- YOUR GOAL:
Reproduce exactly the lines below, starting with the line that contains "Could you point to the stage" and ending with the last line of the records, both included, and nothing else.

- TASK INPUT:

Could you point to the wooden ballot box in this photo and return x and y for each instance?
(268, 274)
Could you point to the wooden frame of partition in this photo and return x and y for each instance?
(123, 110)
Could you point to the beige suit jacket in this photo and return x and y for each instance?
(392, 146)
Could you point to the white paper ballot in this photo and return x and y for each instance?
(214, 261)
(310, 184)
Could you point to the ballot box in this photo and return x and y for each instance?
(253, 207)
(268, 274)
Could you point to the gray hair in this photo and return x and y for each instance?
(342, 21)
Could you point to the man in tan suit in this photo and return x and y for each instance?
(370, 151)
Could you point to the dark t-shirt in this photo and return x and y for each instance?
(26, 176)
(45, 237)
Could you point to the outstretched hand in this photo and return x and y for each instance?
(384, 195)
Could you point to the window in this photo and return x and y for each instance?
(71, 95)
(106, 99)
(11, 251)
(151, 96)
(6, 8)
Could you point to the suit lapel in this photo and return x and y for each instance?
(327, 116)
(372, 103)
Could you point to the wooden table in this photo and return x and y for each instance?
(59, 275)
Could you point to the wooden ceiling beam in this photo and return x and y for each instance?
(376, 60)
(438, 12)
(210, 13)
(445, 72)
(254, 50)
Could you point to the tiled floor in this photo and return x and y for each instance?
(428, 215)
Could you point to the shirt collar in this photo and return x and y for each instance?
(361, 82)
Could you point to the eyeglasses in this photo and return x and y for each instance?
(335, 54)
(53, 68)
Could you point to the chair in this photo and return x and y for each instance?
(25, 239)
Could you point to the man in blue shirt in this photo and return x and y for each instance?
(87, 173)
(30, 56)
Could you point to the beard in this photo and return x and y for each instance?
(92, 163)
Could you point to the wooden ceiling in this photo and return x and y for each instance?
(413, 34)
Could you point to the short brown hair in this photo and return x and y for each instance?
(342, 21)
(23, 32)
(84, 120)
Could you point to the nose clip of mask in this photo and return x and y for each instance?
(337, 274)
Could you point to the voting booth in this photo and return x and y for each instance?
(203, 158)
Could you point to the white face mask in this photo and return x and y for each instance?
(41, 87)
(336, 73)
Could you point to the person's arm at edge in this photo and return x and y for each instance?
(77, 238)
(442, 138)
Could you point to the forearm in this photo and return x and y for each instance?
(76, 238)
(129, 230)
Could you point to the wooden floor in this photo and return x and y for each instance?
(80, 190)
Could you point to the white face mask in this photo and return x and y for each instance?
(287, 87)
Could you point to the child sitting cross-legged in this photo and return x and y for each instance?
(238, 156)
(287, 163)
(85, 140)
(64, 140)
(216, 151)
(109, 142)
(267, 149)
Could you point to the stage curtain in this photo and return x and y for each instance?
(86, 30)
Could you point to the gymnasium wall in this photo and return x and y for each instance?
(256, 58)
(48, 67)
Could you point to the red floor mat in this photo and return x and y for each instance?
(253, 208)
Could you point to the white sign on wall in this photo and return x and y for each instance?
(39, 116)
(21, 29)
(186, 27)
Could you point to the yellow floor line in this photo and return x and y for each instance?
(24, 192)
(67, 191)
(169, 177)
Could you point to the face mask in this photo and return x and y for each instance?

- OUTPUT FOR THIS EXERCISE:
Could you point to the stage curtain in this photo and return x and y for each instance?
(86, 30)
Could you point to the gymnasium wall in this photo and return x and y for each instance?
(256, 58)
(48, 67)
Could you point to the red floor mat in this photo and return x and y for each instance?
(253, 208)
Could you point to the white sign on wall in this photo and return x and y for each instance?
(39, 116)
(21, 29)
(186, 27)
Could you point to the yellow floor line in this photo and return x and y for each instance?
(24, 192)
(67, 191)
(169, 177)
Could you point to the face mask in this photo and return x and y for each instance?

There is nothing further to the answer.